Quote the lines from the line holding "Target = flat rusty metal roof" to the very end of the listing, exactly, and no others.
# START OF The input
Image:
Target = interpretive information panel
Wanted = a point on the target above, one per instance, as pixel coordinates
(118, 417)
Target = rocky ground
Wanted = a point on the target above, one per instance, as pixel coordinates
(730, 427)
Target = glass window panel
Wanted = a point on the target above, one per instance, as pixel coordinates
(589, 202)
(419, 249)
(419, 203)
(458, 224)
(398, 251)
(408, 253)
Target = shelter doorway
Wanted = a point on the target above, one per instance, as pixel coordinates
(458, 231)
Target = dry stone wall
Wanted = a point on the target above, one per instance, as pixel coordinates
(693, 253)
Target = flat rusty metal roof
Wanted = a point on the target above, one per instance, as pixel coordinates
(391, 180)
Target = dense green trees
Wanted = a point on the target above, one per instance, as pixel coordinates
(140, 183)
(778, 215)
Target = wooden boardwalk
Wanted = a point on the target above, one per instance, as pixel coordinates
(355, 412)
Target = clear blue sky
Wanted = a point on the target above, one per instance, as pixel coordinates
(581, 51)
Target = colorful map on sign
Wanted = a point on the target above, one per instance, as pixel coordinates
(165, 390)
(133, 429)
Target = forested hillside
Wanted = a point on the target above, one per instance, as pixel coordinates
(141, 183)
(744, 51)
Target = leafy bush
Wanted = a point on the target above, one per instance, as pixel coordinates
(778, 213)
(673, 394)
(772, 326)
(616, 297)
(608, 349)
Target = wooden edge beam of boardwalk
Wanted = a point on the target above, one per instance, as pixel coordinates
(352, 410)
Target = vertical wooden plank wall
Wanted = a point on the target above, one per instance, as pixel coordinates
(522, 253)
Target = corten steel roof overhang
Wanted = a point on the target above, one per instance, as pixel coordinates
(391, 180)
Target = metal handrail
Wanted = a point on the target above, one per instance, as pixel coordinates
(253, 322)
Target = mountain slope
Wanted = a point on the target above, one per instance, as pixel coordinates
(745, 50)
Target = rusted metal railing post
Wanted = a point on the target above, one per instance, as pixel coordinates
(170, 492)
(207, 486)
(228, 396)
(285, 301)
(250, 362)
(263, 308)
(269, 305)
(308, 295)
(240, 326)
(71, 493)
# END OF The input
§ **Solution to the problem**:
Target = flat rusty metal roof
Wanted = a point on the target above, one per instance, as pixel coordinates
(391, 180)
Target = dense green trees
Wanted = a point on the target above, one per instance, as pixel coordinates
(140, 183)
(778, 215)
Target = wooden boardwalk
Wanted = a point on the target above, one per instance, as pixel coordinates
(355, 412)
Target = clear blue sky
Wanted = a point on the target above, one per instance, as pixel coordinates
(581, 51)
Target = colorful map on sign
Wanted = a point on the target above, one per instance, as pixel coordinates
(165, 390)
(133, 429)
Target = forested hillside
Wanted = a point on the target above, one per instance, as pixel coordinates
(141, 183)
(744, 51)
Target = leafy bush
Wanted = a point on the target above, one per instance, as pixel coordinates
(778, 213)
(673, 394)
(772, 326)
(616, 297)
(608, 349)
Target = wooden edge beam of boardwalk
Wanted = a point on the target above, one per instance, as pixel coordinates
(352, 410)
Target = vertical wooden plank wall
Wanted = a point on the target above, one per instance, as pixel coordinates
(522, 253)
Target = corten steel roof overhang
Wanted = a point on the target above, one per instance, as pixel coordinates
(391, 180)
Target = metal handrail
Wanted = a point on the target above, one per instance, as pixel coordinates
(253, 322)
Target = mountain slope
Wanted = a point on the target above, one per instance, as pixel coordinates
(745, 50)
Target = rusted metal railing post
Wanted = a point on the target above, one per instance, as pixel coordinates
(170, 492)
(207, 486)
(228, 396)
(285, 301)
(250, 362)
(263, 308)
(269, 305)
(308, 295)
(240, 326)
(71, 493)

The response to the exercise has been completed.